PASSAGE FOR REVIEW below:

As Diane Abbott stood outside Hackney Town Hall to declare she would stand whatever the party decided, and as Lloyd Russell-Moyle received word that an eight-year old complaint, which he could not challenge in time, meant he would be barred from standing, Jeremy Corbyn belatedly appeared in a small red-brick community centre, green suit falling off his shoulders, shirt untucked, in Islington North to launch his campaign to be the area’s independent MP.
Corbyn was a few steps ahead of his fallen comrades. He announced his much-predicted independent candidacy last Friday before being immediately expelled from the party. The posters at his launch were still Labour-red, but there were splashes of green and a promise to be an “independent voice for all of us” in the constituency he has represented for more than 40 years.
The crowd was elderly, filled with veteran activists for whom this was another campaign in a long line. One woman next to me, who’d known Corbyn since he was on Haringey Council in the Seventies and early Eighties and left Labour over Michael Foot’s support for the Falklands War, said: “There’s loyalty here, we’ll totter out on our Zimmer frames [to support him]… I hope he’s got good advisers who help tap into the young people.”
Before Corbyn spoke, community leaders – an NHS doctor, the general secretary of the Finsbury Park mosque, someone from the Jewish Socialists’ Group – recounted times when he visited the mosque, campaigned for Whittington Hospital A&E and the number 4 bus that takes you there, and saved leafleteers from overbearing British Transport Police. “An MP who knows always whose side he’s on,” one said.
Corbyn started his speech – he was introduced as “our trusted, resourceful and very nice MP” – by leading a round of “Happy Birthday” as a candle-laden cake appeared from the wings for his election agent. Meanwhile, memes were ricocheting around Twitter comparing the purge of the left to the Night of the Long Knives.
But Corbyn seemed happy. He called for a national care service, an end to wars and the two-child benefit cap, rent controls and referred to water company bosses as parasites. He rattled through the policies, conscious of the late start, without his trademark rousing delivery. It was like most speeches he delivered as Labour leader, except this time he was campaigning to win over one constituency, not 650. He was at a community centre, not Glastonbury. Those in the room have been doing this for 40 years.
Corbyn had reason to be more cheerful than his fellow purgees. Abbott seemed to be suggesting that if the National Executive Committee did not approve her candidacy she would stand as an independent. She would face a much harder fight than Corbyn. As I wrote on Monday, Corbyn can attract a lot of supporters to knock on doors over the next five weeks. His team claims a lorry driver came from Hull on Saturday to canvass for him. It’s one person, sure. But Corbyn undoubtedly inspires a unique level of loyalty – perhaps enough to win. If he does, he might be the only comrade left.

End of PASSAGE FOR REVIEW.
SUPPLIED RECORDS below:

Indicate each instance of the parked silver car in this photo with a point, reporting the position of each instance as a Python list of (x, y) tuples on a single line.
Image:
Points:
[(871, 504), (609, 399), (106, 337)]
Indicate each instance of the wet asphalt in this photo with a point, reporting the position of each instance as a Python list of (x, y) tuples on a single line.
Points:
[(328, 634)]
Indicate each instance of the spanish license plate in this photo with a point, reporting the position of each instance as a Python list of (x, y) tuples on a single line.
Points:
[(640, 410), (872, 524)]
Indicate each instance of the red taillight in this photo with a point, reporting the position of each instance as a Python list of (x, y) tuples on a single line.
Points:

End of SUPPLIED RECORDS.

◆ **QUESTIONS ON THE MATERIAL**:
1) Answer these questions using the article on Corbyn's campaign launch:
(a) For how long has Corbyn represented his constituency?
(b) According to his team, where did the lorry driver who canvassed for Corbyn on Saturday come from?
(c) For whom was the candle-laden cake brought out?
2) Reproduce word for word the section of the article on Corbyn's campaign launch that begins at the words "As Diane Abbott" and ends after the words "than 40 years.".

◆ **PROBLEM SOLUTIONS**:
1)
(a) More than 40 years.
(b) Hull.
(c) His election agent.

2)
As Diane Abbott stood outside Hackney Town Hall to declare she would stand whatever the party decided, and as Lloyd Russell-Moyle received word that an eight-year old complaint, which he could not challenge in time, meant he would be barred from standing, Jeremy Corbyn belatedly appeared in a small red-brick community centre, green suit falling off his shoulders, shirt untucked, in Islington North to launch his campaign to be the area’s independent MP.
Corbyn was a few steps ahead of his fallen comrades. He announced his much-predicted independent candidacy last Friday before being immediately expelled from the party. The posters at his launch were still Labour-red, but there were splashes of green and a promise to be an “independent voice for all of us” in the constituency he has represented for more than 40 years.